[Document segment start]
I have two 15 ft pairs of Monster M1 cables myself and I use them to connect
my speakers. I didn't buy them, they were supplied to me by Monster many
years ago when I wrote for a particular major Hi-Fi magazine. They are well
made and properly terminated and do the job. Would I have spent my OWN money
on them. Absolutely NOT! But I have them, they work fine, and I use them. I
still write for an audio magazine, but I will not "review" cables, and in
fact, have turned down cable reviewing assignments and my editor doesn't even
ask me any more. He sends them to someone else - along with a big swig of
snake oil.
  #4   Report Post  
Posted to rec.audio.high-end
David[_20_] David[_20_] is offline
external usenet poster
 
Posts: 11
Default Another Speaker Cable "Shootout"

2010-08-29 16:25, Audio Empire skrev:
After two hours of listening to all types of music from both LP and CD as
well as some of my own recordings on 24-bit/192 KHz DVD-As, The overwhelming
result was that nobody could hear or in any other way, detect, any difference
whatsoever between the sound of any of the three cables and the cable made
from the extension cord. The doubting Thomases doubt no more.


What was your setup (source, amplification, speakers etc.)?


August

  #5   Report Post  
Posted to rec.audio.high-end
August Karlstrom August Karlstrom is offline
external usenet poster
 
Posts: 42
Default Another Speaker Cable "Shootout"
[Document segment end]
[Information shown start]
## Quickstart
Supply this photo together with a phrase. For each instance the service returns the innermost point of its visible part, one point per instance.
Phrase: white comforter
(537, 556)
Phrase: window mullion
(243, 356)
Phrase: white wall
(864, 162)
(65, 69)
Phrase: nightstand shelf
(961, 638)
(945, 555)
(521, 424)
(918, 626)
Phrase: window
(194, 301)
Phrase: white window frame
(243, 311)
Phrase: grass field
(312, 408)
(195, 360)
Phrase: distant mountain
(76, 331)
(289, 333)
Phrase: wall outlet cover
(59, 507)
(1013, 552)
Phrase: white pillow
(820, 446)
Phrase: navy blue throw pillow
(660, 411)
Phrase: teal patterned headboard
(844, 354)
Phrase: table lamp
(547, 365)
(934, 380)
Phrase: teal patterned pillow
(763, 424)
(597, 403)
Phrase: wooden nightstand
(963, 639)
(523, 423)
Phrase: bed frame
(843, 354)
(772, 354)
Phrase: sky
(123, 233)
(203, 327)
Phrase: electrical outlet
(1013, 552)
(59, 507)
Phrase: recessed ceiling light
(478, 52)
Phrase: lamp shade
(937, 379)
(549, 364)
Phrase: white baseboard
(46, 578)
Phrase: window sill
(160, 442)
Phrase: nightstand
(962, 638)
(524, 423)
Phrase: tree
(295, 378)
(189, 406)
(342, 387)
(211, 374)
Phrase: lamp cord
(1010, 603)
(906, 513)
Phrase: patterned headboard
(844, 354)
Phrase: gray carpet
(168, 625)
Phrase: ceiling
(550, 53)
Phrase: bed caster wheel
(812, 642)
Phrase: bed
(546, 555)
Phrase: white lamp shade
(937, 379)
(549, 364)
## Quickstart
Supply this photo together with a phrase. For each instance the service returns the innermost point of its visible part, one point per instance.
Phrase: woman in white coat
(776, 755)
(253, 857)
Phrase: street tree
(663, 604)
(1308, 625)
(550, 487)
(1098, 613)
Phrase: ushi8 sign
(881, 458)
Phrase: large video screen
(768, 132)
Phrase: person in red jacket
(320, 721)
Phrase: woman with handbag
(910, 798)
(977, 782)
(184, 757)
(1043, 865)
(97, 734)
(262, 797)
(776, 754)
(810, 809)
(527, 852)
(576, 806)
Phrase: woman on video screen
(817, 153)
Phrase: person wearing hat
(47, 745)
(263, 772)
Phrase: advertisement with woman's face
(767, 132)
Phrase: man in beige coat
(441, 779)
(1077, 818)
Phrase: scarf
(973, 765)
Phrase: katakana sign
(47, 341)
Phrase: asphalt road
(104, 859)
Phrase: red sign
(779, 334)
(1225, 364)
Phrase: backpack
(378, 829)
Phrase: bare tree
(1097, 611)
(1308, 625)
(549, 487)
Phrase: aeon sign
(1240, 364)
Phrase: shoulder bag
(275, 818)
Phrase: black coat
[Information shown end]
== Given problem 1 ==
In the speaker cable forum thread, list every source format the music was played from during the listening test.
== Given problem 2 ==
According to the speaker cable forum thread, how many Monster M1 cables does the first writer have, and what length are they?
== Given problem 3 ==
Write the next part of the speaker cable forum thread, continuing after its final line.

== Task result 1 ==
LP, CD, 24-bit/192 KHz DVD-As

== Task result 2 ==
Two 15 ft pairs.

== Task result 3 ==
2010-08-29 16:25, Audio Empire skrev:
After two hours of listening to all types of music from both LP and CD as
well as some of my own recordings on 24-bit/192 KHz DVD-As, The overwhelming
result was that nobody could hear or in any other way, detect, any difference
whatsoever between the sound of any of the three cables and the cable made
from the extension cord. The doubting Thomases doubt no more.


What was your setup (source, amplification, speakers etc.)?

August


  #6   Report Post  
Posted to rec.audio.high-end
Audio Empire Audio Empire is offline
external usenet poster
 
Posts: 1,193
Default Another Speaker Cable "Shootout"

On Fri, 3 Sep 2010 09:49:08 -0700, August Karlstrom wrote
(in article ):

2010-08-29 16:25, Audio Empire skrev:
After two hours of listening to all types of music from both LP and CD as
well as some of my own recordings on 24-bit/192 KHz DVD-As, The overwhelming
result was that nobody could hear or in any other way, detect, any
difference
whatsoever between the sound of any of the three cables and the cable made
from the extension cord. The doubting Thomases doubt no more.


What was your setup (source, amplification, speakers etc.)?

August


Sources we some high-end Marantz SACD/CD player (not mine, didn't catch
the model -just the price $6000), A Denon DVD-758 (for the DVD-As - I
contributed that), and a Michele Orb 'table, an SME arm (don't know the
model, not my equipment, etc.) and a Grado Reference 1 cartridge.

Amp and Pre-amp were the latest John Curl preamp (JC2) and amps (2 X JC1)
from Parasound with a Lehmann 'Black Cube' phono preamp.

Speakers were a pair of Magnepan MG 3.6s.

Interconnects? Don't know, didn't ask, don't care, wire-is-wire at audio
frequencies, etc.
  #7   Report Post  
Posted to rec.audio.high-end
August Karlstrom August Karlstrom is offline
external usenet poster
 
Posts: 42
Default Another Speaker Cable "Shootout"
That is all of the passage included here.